(Problem details) Copy out the passage below on the Equal Rights Amendment and women's health, word for word and in full.

---------- Reading text

Tenth grade Social Studies class. My first term paper. Typed on a Remington Select with bottles of White Out and typewriter correction tape by my side. The topic: The Equal Rights Amendment (ERA).
In case you haven't read it lately, the language in the ERA simply states:
Section 1: Equality of rights under the law shall not be denied or abridged by the United States or by any state on account of sex.
Section 2. The Congress shall have the power to enforce, by appropriate legislation, the provisions of this article.
The Amendment was originally introduced in 1923. In 1972, it finally passed in both the House and Senate but sits dormant, and is not part of the U.S. Constitution since it has only been ratified in 35 of the necessary 38 states.
As you might expect, I took the position 30-plus years ago that the Amendment should be passed. And, I still do. Not because women still need equal due process rights; the 14th Amendment takes care of that. Not because women still need equal opportunity for employment and compensation; the Civil Rights Act of 1964 and the Equal Pay Act (1963), theoretically at least, afford these protections.
The ERA needs to be passed so that women finally have an equal opportunity to achieve and maintain their health.
Two weeks ago, the Institute of Medicine published a report: Women's Health Research: Progress, Pitfalls, and Promise. This report was commissioned by Health and Human Services to examine the status of women's health research over the last 20 years and to determine how effectively findings have been put into practice. The report's findings highlight that, indeed, there has been progress, particularly in the treatment of women with heart disease, breast and cervical cancer. There is a longer list of conditions for which progress has not been made.

--------------------
---------- Extracted material

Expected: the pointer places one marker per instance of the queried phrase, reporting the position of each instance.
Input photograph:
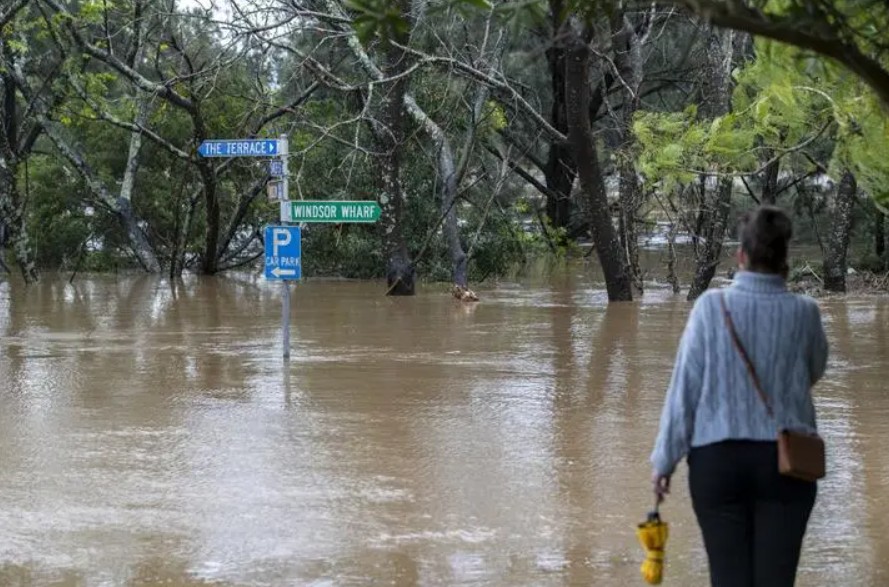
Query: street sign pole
(284, 150)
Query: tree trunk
(838, 239)
(770, 178)
(210, 259)
(582, 141)
(400, 271)
(138, 241)
(12, 213)
(560, 170)
(716, 192)
(121, 206)
(628, 62)
(447, 172)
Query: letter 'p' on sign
(280, 238)
(283, 252)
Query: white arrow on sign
(278, 272)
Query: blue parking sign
(282, 252)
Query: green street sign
(330, 211)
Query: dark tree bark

--------------------

(Your response)
Tenth grade Social Studies class. My first term paper. Typed on a Remington Select with bottles of White Out and typewriter correction tape by my side. The topic: The Equal Rights Amendment (ERA).
In case you haven't read it lately, the language in the ERA simply states:
Section 1: Equality of rights under the law shall not be denied or abridged by the United States or by any state on account of sex.
Section 2. The Congress shall have the power to enforce, by appropriate legislation, the provisions of this article.
The Amendment was originally introduced in 1923. In 1972, it finally passed in both the House and Senate but sits dormant, and is not part of the U.S. Constitution since it has only been ratified in 35 of the necessary 38 states.
As you might expect, I took the position 30-plus years ago that the Amendment should be passed. And, I still do. Not because women still need equal due process rights; the 14th Amendment takes care of that. Not because women still need equal opportunity for employment and compensation; the Civil Rights Act of 1964 and the Equal Pay Act (1963), theoretically at least, afford these protections.
The ERA needs to be passed so that women finally have an equal opportunity to achieve and maintain their health.
Two weeks ago, the Institute of Medicine published a report: Women's Health Research: Progress, Pitfalls, and Promise. This report was commissioned by Health and Human Services to examine the status of women's health research over the last 20 years and to determine how effectively findings have been put into practice. The report's findings highlight that, indeed, there has been progress, particularly in the treatment of women with heart disease, breast and cervical cancer. There is a longer list of conditions for which progress has not been made.